Text block ->
• • •
Additive manufacturing (AM) is an increasingly popular fabrication method for the layer-by-layer manufacturing of components, using an energy source to melt wire or powder feedstock [1]. The development of AM processes for metal materials has surged over the last two decades because of their numerous advantages over subtractive manufacturing processes, including casting, forging and machining [2]. In particular, AM can drastically reduce material wastage, optimise the material properties, and decrease lead production times to suit component applications [3].

While powder-based AM processes are commonly used for relatively small parts and structures, medium- to large-scale components require different approaches. In recent years, wire arc additive manufacturing (WAAM) emerged as a low-cost alternative to powder-based AM, specifically for the fabrication of medium- to large-scale structures. There are some key advantages for wire-based AM, which include a greater flexibility and control over the fabrication, as well as an easy automotisation of the manufacturing process [4]. Figure 1 shows standard WAAM process equipment, including a robotic arm and positioner table.

There are three main energy sources that can be normally used to deposit wire, which include electron and laser beams, and a plasma arc. The usages of both beams in AM can be more expensive and make the AM processes more complex than plasma arc processing. In particular, wire-arc-based AM is advantageous over beam-based processes, due to its lower capital cost of hardware. Furthermore, gas metal arc (GMA), based WAAM, is a less complicated and more robust process, requiring less maintenance and no expensive tooling, and thus it is our study focus for this paper [4,5].

Driven by cost advantages with significantly reduced lead times, industries such as the aerospace sector, intensely researched and investigated WAAM; specifically, aluminium grade 2319 and titanium alloy grades 5 and 23, more commonly known as Titanium 6V 4Al. Other sectors followed suit, in particular the maritime, petrochemical, desalination, paper, nuclear energy, and oil and gas industries, focusing on high-strength and corrosion-resistant alloys including stainless and duplex steels and nickel alloys [5].
• • •
[Dataset excerpt]

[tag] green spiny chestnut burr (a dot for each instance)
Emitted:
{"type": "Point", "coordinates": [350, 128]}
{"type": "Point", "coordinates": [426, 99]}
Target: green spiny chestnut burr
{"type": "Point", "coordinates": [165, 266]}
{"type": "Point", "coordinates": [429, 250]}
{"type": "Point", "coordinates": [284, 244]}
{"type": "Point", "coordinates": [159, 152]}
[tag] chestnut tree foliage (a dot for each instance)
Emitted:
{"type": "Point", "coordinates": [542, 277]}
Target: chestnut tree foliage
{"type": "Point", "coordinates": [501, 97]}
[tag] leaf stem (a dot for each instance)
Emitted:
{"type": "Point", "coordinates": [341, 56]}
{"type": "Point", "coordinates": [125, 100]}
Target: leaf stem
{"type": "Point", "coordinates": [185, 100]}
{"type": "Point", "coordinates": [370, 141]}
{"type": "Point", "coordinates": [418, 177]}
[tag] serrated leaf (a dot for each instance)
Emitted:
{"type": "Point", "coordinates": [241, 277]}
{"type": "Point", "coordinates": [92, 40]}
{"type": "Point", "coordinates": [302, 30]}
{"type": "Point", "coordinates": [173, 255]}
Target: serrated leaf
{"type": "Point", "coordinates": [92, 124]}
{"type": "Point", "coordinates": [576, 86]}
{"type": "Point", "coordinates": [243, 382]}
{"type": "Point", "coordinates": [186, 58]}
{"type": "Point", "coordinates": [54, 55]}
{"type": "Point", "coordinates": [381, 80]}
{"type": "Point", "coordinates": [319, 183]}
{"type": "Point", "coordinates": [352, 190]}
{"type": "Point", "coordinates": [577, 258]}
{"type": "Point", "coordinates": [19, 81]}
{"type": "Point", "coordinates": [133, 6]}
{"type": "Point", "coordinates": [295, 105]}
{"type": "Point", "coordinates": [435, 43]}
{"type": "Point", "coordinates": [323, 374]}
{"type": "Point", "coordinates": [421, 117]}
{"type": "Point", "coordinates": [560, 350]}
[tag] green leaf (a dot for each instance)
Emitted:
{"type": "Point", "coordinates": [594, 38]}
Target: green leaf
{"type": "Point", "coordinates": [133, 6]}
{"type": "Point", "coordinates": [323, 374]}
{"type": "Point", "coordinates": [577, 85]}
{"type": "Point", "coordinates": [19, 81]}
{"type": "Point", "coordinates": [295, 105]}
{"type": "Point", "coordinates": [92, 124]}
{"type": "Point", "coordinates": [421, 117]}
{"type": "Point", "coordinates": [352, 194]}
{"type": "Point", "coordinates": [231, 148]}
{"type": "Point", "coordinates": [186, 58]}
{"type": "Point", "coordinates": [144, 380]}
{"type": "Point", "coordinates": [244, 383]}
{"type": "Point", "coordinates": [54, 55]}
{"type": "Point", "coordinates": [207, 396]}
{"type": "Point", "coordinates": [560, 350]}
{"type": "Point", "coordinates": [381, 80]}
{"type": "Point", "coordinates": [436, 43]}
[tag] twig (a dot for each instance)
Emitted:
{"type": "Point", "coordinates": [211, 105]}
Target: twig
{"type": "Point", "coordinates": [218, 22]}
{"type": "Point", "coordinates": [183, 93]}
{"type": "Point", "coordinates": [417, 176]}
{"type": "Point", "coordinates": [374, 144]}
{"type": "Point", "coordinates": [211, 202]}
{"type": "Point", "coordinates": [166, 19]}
• • •
What you are asked to do ->
Answer these questions from the additive manufacturing text:
1. What are the three main energy sources normally used to deposit wire?
2. What equipment does Figure 1 show?
3. Which aluminium grade did the aerospace sector investigate for WAAM?

The completed task ->
1. Electron beams, laser beams, and a plasma arc.
2. Standard WAAM process equipment, including a robotic arm and positioner table.
3. Grade 2319.